(What to produce):
Continue the article on the seasonally changing butterfly and climate change, picking up after its last sentence.

Seasonally adaptable species may face greatest risk from climate change
A species of butterfly that changes its appearance through the seasons lacks the genetic variation needed to quickly evolve a different response to more unpredictable environmental conditions, such as those expected under a changing climate, according to an international study including researchers from Wageningen University & Research.
The study, published 8 March 2018 in Nature Communications, uses gene expression and genomic analysis of an African savannah butterfly, Bicyclus anynana, to suggest that species that have different traits depending on the time of year may be especially vulnerable if the climate changes and their seasonal cues are no longer reliable.
Phenotypic plasticity and adaptation
“A general assumption in evolutionary biology is that species where individuals have the ability to adjust how they look and spend their energy in response to short-term changes in their environment, are also those most likely to adapt to climate change. Such environmentally induced changes in the appearance and functioning of individuals, known as phenotypic plasticity, are a common adaptation of insects in seasonally variable environments,” said the study’s lead author, Dr Vicencio Oostra (University College London UCL Genetics, Evolution & Environment; Wageningen University & Research, Laboratory of Genetics).

(Provided records):
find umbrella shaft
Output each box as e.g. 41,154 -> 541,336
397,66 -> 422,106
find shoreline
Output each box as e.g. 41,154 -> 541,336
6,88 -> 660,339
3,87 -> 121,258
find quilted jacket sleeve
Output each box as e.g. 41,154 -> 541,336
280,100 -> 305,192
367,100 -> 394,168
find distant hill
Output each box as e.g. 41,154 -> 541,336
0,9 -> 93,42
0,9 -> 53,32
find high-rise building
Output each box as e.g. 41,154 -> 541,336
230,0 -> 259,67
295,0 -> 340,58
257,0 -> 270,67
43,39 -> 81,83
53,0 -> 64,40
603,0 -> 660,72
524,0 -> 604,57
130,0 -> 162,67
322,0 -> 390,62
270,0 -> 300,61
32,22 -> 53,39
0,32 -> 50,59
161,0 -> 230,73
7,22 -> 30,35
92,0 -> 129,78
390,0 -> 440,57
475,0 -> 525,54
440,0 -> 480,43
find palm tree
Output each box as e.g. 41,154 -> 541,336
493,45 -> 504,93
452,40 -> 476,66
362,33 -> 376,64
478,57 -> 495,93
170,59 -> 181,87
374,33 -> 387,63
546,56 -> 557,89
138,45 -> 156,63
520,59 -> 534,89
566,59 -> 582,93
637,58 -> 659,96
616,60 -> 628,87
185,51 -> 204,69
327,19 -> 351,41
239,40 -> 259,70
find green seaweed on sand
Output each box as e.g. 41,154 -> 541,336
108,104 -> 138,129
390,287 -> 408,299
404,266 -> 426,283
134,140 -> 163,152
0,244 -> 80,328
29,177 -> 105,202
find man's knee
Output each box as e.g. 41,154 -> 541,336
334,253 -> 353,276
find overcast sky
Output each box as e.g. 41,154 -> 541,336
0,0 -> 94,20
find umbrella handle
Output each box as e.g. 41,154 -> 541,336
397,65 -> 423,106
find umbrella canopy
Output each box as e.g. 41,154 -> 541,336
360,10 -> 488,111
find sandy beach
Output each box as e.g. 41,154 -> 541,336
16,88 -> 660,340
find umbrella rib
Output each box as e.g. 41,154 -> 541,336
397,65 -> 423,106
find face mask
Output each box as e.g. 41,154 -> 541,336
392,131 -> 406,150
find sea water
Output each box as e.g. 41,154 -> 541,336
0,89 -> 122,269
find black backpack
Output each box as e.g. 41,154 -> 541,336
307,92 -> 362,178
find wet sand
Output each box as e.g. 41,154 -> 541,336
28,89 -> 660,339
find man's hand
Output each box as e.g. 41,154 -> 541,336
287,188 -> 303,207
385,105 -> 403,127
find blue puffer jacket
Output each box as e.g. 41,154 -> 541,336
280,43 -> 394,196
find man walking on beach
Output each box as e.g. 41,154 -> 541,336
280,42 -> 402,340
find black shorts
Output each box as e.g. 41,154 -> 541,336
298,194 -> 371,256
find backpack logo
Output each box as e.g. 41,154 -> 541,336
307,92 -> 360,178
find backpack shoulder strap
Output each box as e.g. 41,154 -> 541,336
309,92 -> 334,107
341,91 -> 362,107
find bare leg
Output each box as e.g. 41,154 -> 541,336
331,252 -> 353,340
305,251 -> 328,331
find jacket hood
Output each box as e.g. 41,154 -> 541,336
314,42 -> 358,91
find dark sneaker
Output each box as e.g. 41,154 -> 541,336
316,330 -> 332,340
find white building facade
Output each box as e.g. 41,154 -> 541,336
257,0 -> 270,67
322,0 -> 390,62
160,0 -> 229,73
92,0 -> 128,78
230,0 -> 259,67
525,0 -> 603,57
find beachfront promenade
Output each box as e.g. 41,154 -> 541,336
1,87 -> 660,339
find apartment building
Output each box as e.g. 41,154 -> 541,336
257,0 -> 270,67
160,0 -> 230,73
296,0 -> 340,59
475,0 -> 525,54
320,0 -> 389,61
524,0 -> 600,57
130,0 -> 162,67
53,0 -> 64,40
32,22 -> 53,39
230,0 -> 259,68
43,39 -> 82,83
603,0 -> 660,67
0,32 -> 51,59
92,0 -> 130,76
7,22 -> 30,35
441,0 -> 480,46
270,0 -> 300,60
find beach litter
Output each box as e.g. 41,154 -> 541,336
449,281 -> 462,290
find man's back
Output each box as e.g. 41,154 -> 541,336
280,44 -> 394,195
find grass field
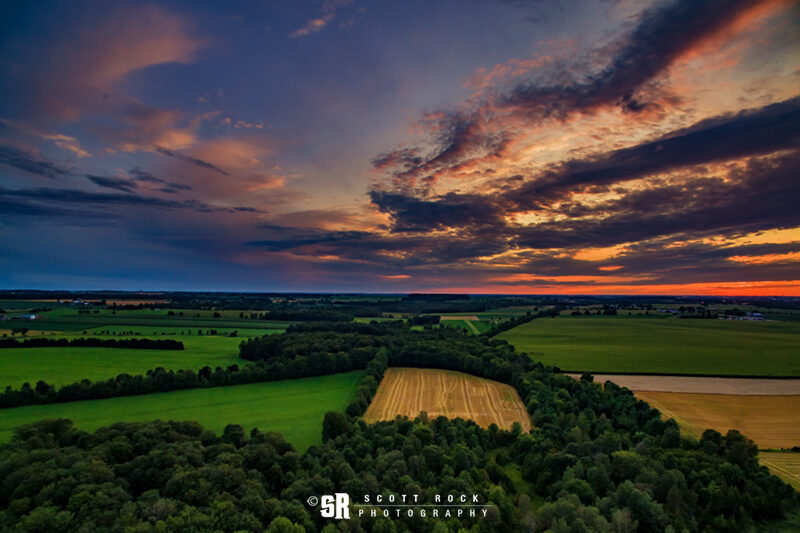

(Answer to this task):
“But there are theoretical predictions that this plasticity could be a hindrance to climate change adaptation, and we are now providing the first empirical support to those predictions that species specialised to changing seasons could face greater extinction risk due to climate change,” he said.
Gene expression in a butterfly as an example
The researchers studied the butterfly Bicyclus anynana from Malawi which is a textbook example of seasonal plasticity. If an individual is born in the warm wet season, it will live a short life of fast growth and maximal reproduction; if born in the cool dry season, its life history is one of inactivity, postponed reproduction, and long lifespan.
The authors analysed the RNA of 72 butterflies, in a split-brood, full factorial analysis investigating heritable and environmental effects, and found pervasive differences in how their genes are expressed between the dry and wet seasons. Within the abdomen and the thorax, close to half of their genes showed significant differences in how they are expressed between the two seasons. In addition, butterflies exhibited significant differences between families in the expression of many genes.
In contrast, they found that within the population, there was very little genetic variation for the seasonal plasticity itself, as only 1% of genes were dependent on the interaction between genetic background (family) and season. While there was lots of heritable variation in gene expression, this almost entirely disappears when the researchers looked at the genes involved in how individuals reacted to seasonal change – in terms of seasonal adaptation, every butterfly does the same thing.
“These butterflies have adapted to respond to very specific environmental cues on the savannah, mainly temperature during development, that highly accurately predict each season. Any deviation in how they change their phenotype to tune it to the prevailing season is maladaptive. Therefore, it appears that what we see in the genetic variation for the plasticity genes is a very strong legacy of natural selection against deviations from these seasonal responses,” said co-author Professor Bas Zwaan (Wageningen University & Research, Laboratory of Genetics).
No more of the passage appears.